> WORK INSTRUCTIONS: Below is a block of records; return all of them exactly, but without the images.
================
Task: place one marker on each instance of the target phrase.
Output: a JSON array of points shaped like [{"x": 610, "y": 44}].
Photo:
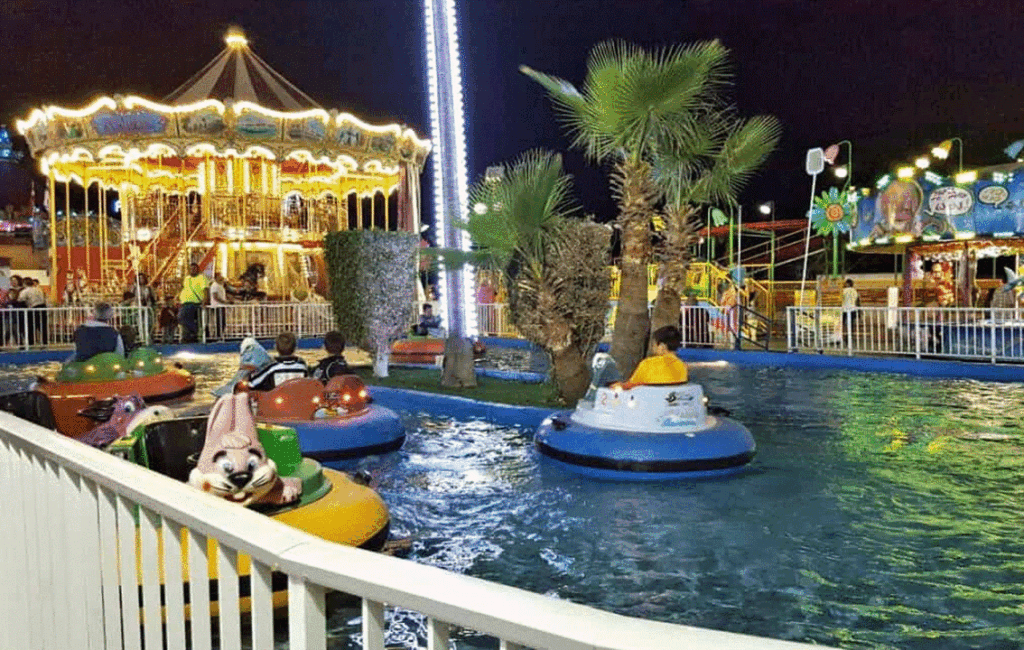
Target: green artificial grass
[{"x": 487, "y": 388}]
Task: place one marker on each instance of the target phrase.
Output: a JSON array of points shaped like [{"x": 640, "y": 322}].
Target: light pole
[
  {"x": 814, "y": 165},
  {"x": 942, "y": 150}
]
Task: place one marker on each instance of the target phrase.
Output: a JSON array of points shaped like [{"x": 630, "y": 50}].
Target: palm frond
[{"x": 511, "y": 218}]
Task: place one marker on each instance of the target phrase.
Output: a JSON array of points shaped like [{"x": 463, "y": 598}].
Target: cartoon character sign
[
  {"x": 123, "y": 415},
  {"x": 898, "y": 208},
  {"x": 233, "y": 464}
]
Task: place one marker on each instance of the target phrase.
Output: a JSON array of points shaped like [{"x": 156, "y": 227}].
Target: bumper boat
[
  {"x": 647, "y": 433},
  {"x": 425, "y": 350},
  {"x": 80, "y": 383},
  {"x": 333, "y": 422},
  {"x": 331, "y": 505}
]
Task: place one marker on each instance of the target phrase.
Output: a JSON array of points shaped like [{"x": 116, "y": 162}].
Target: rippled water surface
[{"x": 872, "y": 516}]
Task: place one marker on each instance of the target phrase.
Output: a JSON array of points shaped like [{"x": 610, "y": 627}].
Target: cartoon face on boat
[
  {"x": 671, "y": 407},
  {"x": 233, "y": 464}
]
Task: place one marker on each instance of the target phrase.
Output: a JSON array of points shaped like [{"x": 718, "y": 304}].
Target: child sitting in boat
[
  {"x": 664, "y": 366},
  {"x": 252, "y": 358},
  {"x": 429, "y": 323},
  {"x": 96, "y": 336},
  {"x": 333, "y": 364},
  {"x": 286, "y": 366}
]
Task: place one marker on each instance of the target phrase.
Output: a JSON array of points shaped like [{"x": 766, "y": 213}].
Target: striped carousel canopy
[{"x": 240, "y": 75}]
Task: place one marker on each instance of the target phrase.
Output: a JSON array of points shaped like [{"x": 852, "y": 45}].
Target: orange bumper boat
[
  {"x": 80, "y": 383},
  {"x": 333, "y": 422}
]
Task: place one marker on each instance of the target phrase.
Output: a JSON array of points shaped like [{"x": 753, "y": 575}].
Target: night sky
[{"x": 893, "y": 77}]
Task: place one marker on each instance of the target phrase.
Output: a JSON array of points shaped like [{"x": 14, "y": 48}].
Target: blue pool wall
[{"x": 934, "y": 369}]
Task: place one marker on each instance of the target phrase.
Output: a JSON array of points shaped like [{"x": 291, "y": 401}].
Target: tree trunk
[
  {"x": 381, "y": 359},
  {"x": 632, "y": 316},
  {"x": 636, "y": 192},
  {"x": 571, "y": 374},
  {"x": 458, "y": 371},
  {"x": 667, "y": 310}
]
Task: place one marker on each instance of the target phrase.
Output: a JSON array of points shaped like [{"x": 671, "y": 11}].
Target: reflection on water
[{"x": 872, "y": 517}]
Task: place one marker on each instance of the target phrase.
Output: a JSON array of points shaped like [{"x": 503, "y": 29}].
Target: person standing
[
  {"x": 218, "y": 304},
  {"x": 35, "y": 301},
  {"x": 195, "y": 294},
  {"x": 851, "y": 303}
]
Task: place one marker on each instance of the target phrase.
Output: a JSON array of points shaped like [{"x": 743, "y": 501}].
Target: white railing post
[
  {"x": 790, "y": 320},
  {"x": 306, "y": 617},
  {"x": 916, "y": 332},
  {"x": 992, "y": 337},
  {"x": 129, "y": 579},
  {"x": 108, "y": 510},
  {"x": 148, "y": 532},
  {"x": 228, "y": 616},
  {"x": 262, "y": 606},
  {"x": 373, "y": 624},
  {"x": 173, "y": 589},
  {"x": 199, "y": 592}
]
================
> RESPONSE TO THIS TASK:
Task: place one marker on each instance of the target phrase.
Output: a JSON array of points shaped like [{"x": 610, "y": 44}].
Photo:
Target: green artificial grass
[{"x": 487, "y": 388}]
Task: place one marker on each instance of the target phrase.
Output: a JSON array of points shaped like [{"x": 640, "y": 322}].
Target: light pole
[
  {"x": 814, "y": 165},
  {"x": 942, "y": 150}
]
Task: place one marker on each instance of the target phrase.
Output: a JSON array of points shaped like [{"x": 630, "y": 50}].
Target: palm frond
[{"x": 511, "y": 218}]
Task: place one marker on each instance of the target phrase.
Output: a JSON array of points shaped like [{"x": 463, "y": 598}].
Target: cartoon character sign
[
  {"x": 123, "y": 415},
  {"x": 898, "y": 208},
  {"x": 233, "y": 464}
]
Task: place one marker on each instance of the target phrase.
Output: a JSON array of points shaped like [{"x": 156, "y": 227}].
Target: bumper boat
[
  {"x": 647, "y": 433},
  {"x": 425, "y": 350},
  {"x": 80, "y": 383},
  {"x": 333, "y": 422},
  {"x": 331, "y": 505}
]
Task: place one marker on each instance of the target phrase.
Output: a JSON array of points shaped like [{"x": 116, "y": 162}].
Target: rippled water surface
[{"x": 872, "y": 516}]
Task: place one marker on each instance of the target phrase.
Output: a JSON array of points shaped like [{"x": 610, "y": 627}].
Target: cartoon face on boat
[
  {"x": 671, "y": 407},
  {"x": 233, "y": 464}
]
Task: place one marker on each instance of the target phrase.
Output: a JSON array of points shaped like [{"x": 718, "y": 304}].
Target: child sitting in boat
[
  {"x": 664, "y": 366},
  {"x": 252, "y": 358},
  {"x": 429, "y": 323},
  {"x": 96, "y": 336},
  {"x": 333, "y": 364},
  {"x": 286, "y": 366}
]
Task: place one marker on each instance of the target phrase.
Output: a JSON array of points shaped like [{"x": 766, "y": 213}].
Target: striped carousel canopy
[{"x": 240, "y": 75}]
Task: place one marker on each instance of the target phrase.
Output: a JSON array of points shaped like [{"x": 852, "y": 45}].
Target: orange bumper boat
[
  {"x": 80, "y": 383},
  {"x": 333, "y": 422}
]
Task: place one marker on each instance of the target phrase.
Output: a JSON array of points shaped like [{"x": 753, "y": 575}].
Target: night sky
[{"x": 893, "y": 77}]
Task: place one marker on each instance of the target phrase.
Output: a JSON array of points shaped like [{"x": 14, "y": 48}].
Target: blue pool wall
[{"x": 934, "y": 369}]
Task: place one marker on each instance of the target phrase.
Output: a JSON array of points shaped like [{"x": 291, "y": 401}].
Target: tree trunk
[
  {"x": 381, "y": 359},
  {"x": 632, "y": 316},
  {"x": 636, "y": 192},
  {"x": 571, "y": 374},
  {"x": 458, "y": 371},
  {"x": 667, "y": 310}
]
Task: place one marker on each instance of the target phrase.
Output: a JSON array of points shaped like [{"x": 671, "y": 11}].
Target: reflection on water
[{"x": 872, "y": 517}]
Task: place one marker on each instance of the target phrase.
Output: a JSON array of points shaped like [{"x": 503, "y": 29}].
Target: person standing
[
  {"x": 218, "y": 304},
  {"x": 35, "y": 301},
  {"x": 195, "y": 294},
  {"x": 851, "y": 303}
]
Task: place one marker on each instance of the target phrase.
Output: a JSON array of points shaped like [{"x": 743, "y": 501}].
Target: white railing post
[
  {"x": 790, "y": 320},
  {"x": 306, "y": 617},
  {"x": 916, "y": 332},
  {"x": 992, "y": 337},
  {"x": 129, "y": 579},
  {"x": 108, "y": 510},
  {"x": 148, "y": 532},
  {"x": 228, "y": 616},
  {"x": 262, "y": 606},
  {"x": 373, "y": 624},
  {"x": 173, "y": 589},
  {"x": 199, "y": 592}
]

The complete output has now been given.